◆ **VOTRE TÂCHE**
Reproduisez à l'identique l'intégralité du texte sur l'origine du mal.

Pour tout athée, la question de l’origine du mal (ou des différentes formes de mal) devrait en principe trouver sa réponse, au moins en partie, dans la biologie. La conscience, nous l’avons vu, peut être envisagée comme une solution proposée par l’évolution pour permettre à un organisme de se développer et de se défendre en ayant la possibilité d’analyser son environnement et de choisir des réponses aux événements. Mais quelle peut bien être l’utilité du mal dans les processus d’évolution ? J’avoue que la question, ainsi formulée, peut poser problème dans la mesure où le mal est une notion peu claire. Il peut désigner ce qui, d’un point de vue moral, est opposé au bien, mais il peut également faire référence à la douleur, à la souffrance, à la maladie ou à une imperfection. Le mal, c’est donc à la fois la rage de dents, le génocide, le mensonge, le virus, la météorite qui s’abat sur la Terre ou l’injustice. Ce que Leibniz traduit par une distinction entre mal métaphysique, mal physique et mal moral.

Il me semble nécessaire de distinguer au moins le mal en tant que phénomène moral et le mal en tant que cause d’un malheur. Dans cette deuxième acception, il convient d’établir une autre distinction entre un mal à l’énergie diabolique et un mal sans conscience. Dans ce second cas, le mal est cruel sans être diabolique. Il est le fruit du hasard, de la malchance ou des processus naturels. Lorsqu’un ours tue un poisson pour se nourrir, il s’agit d’un mal non diabolique. Nous avons simplement affaire à une cruauté liée aux impératifs biologiques de l’ursidé. Idem lorsqu’un virus tue un homme. En revanche lorsqu’un dictateur extermine des millions d’innocents, le mal qui s’exprime est diabolique. La consommation de viande chez nos ancêtres relevait de la cruauté biologique jusqu’au jour où nous avons, d’une part, compris que nous pouvions nous en passer et que nous avons, d’autre part, commencé à réaliser l’intelligence et la sensibilité des animaux sacrifiés. Depuis, devenue mal conscient, l’exploitation animale telle que nous l’avons aujourd’hui organisée est un mal diabolique.

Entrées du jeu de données
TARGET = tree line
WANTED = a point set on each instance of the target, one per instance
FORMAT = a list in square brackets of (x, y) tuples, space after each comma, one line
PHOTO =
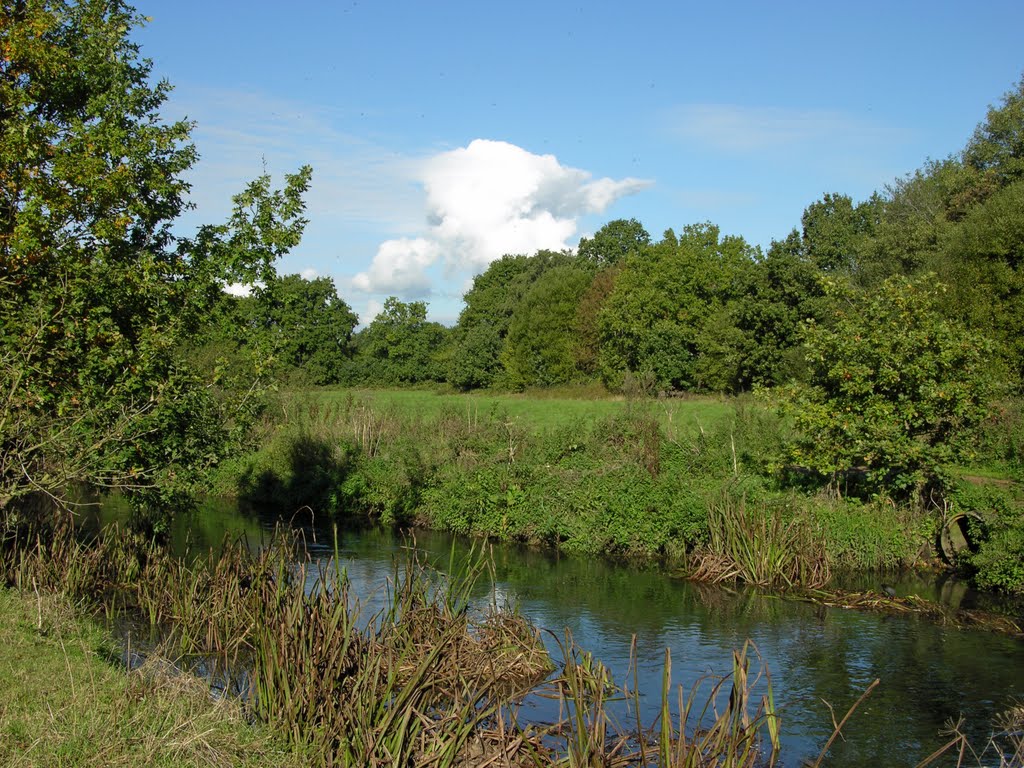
[(885, 324), (699, 310)]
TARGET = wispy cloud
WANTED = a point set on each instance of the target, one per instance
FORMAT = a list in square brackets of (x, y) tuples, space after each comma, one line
[(242, 134), (735, 128)]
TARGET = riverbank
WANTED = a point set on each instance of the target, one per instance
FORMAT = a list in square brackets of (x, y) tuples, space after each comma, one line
[(69, 700), (324, 676), (687, 482)]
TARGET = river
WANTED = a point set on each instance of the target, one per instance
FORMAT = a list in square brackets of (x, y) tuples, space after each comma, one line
[(817, 656)]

◆ **RÉPONSE**
Pour tout athée, la question de l’origine du mal (ou des différentes formes de mal) devrait en principe trouver sa réponse, au moins en partie, dans la biologie. La conscience, nous l’avons vu, peut être envisagée comme une solution proposée par l’évolution pour permettre à un organisme de se développer et de se défendre en ayant la possibilité d’analyser son environnement et de choisir des réponses aux événements. Mais quelle peut bien être l’utilité du mal dans les processus d’évolution ? J’avoue que la question, ainsi formulée, peut poser problème dans la mesure où le mal est une notion peu claire. Il peut désigner ce qui, d’un point de vue moral, est opposé au bien, mais il peut également faire référence à la douleur, à la souffrance, à la maladie ou à une imperfection. Le mal, c’est donc à la fois la rage de dents, le génocide, le mensonge, le virus, la météorite qui s’abat sur la Terre ou l’injustice. Ce que Leibniz traduit par une distinction entre mal métaphysique, mal physique et mal moral.

Il me semble nécessaire de distinguer au moins le mal en tant que phénomène moral et le mal en tant que cause d’un malheur. Dans cette deuxième acception, il convient d’établir une autre distinction entre un mal à l’énergie diabolique et un mal sans conscience. Dans ce second cas, le mal est cruel sans être diabolique. Il est le fruit du hasard, de la malchance ou des processus naturels. Lorsqu’un ours tue un poisson pour se nourrir, il s’agit d’un mal non diabolique. Nous avons simplement affaire à une cruauté liée aux impératifs biologiques de l’ursidé. Idem lorsqu’un virus tue un homme. En revanche lorsqu’un dictateur extermine des millions d’innocents, le mal qui s’exprime est diabolique. La consommation de viande chez nos ancêtres relevait de la cruauté biologique jusqu’au jour où nous avons, d’une part, compris que nous pouvions nous en passer et que nous avons, d’autre part, commencé à réaliser l’intelligence et la sensibilité des animaux sacrifiés. Depuis, devenue mal conscient, l’exploitation animale telle que nous l’avons aujourd’hui organisée est un mal diabolique.